## WORK INSTRUCTION
According to the reflections on Invisible Women, why do women in the work-stress studies start to wilt around the 40-hour mark? Answer in one to three sentences.

## EXCERPT
────────────────

Reflections on Criado Perez’s Invisible Women
‘A Woman’s Work Is Never Done!’ So joked the three mechanics who worked across the road from me in St Albans, when they saw me hanging out the washing, admonishing Leo who was watering the patio, thus turning it into a pond; and running inside to prevent something from burning. On top of doing all that, I also forced an encouraging chuckle to the three workers over their joke, so they wouldn’t feel like a spare part.
Three studies of work-related stress, in Sweden, USA and Australia, have found that men flourish in the 41-55 hour a week pattern. Whereas women start to wilt round about the 40-hour mark. Why? ‘Delicately nurtured,’ as Bertie Wooster would say? The weaker sex? Unsuited to the workplace?
Invisible Women (Criado Perez, 2019) points to the missing piece in the jigsaw: the other hours that women tend to be working, unmeasured by these studies, outside the official ‘workplace’. Women are already beyond, often far beyond, the recommended 48-hour week.
Perez notes that when researchers have attempted to measure the world’s hours of unpaid work, they have found that women do 75% of it. In the UK, the Office of National Statistics discovers that men enjoy an average of five hours more leisure time a week than women. That might explain the odd feeling I had when I looked at the Guardian Soulmates website and found a whole lot of people (men), who defined themselves in terms of box sets and all-day bike rides. When would I ever have the time to do the sort of stuff I could write in an ‘about me’ section?
Soulmate found, when single men and women start to cohabit, the woman adds to her hours of housework while men’s goes down, regardless of who is employed in the couple. The Australian study quoted earlier found that single men and women, without dependents, were equally capable of doing a 48-hour week of paid labour. It was the ‘encumbered’ women who struggled.

────────────────

## DATASET EXTRACT
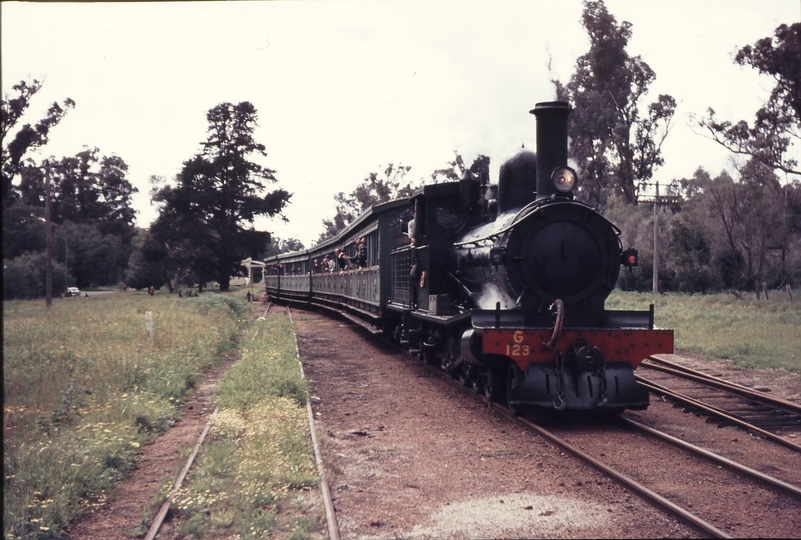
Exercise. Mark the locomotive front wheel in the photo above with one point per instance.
(514, 376)
(461, 376)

────────────────

## OUTPUT OF THE EXERCISE
The studies measured only hours in the official workplace, not the unpaid work women also tend to do outside it. Counting those hours, women are already beyond, often far beyond, the recommended 48-hour week. The Australian study found that single women without dependents coped with a 48-hour week as well as men did, and that it was "encumbered" women who struggled.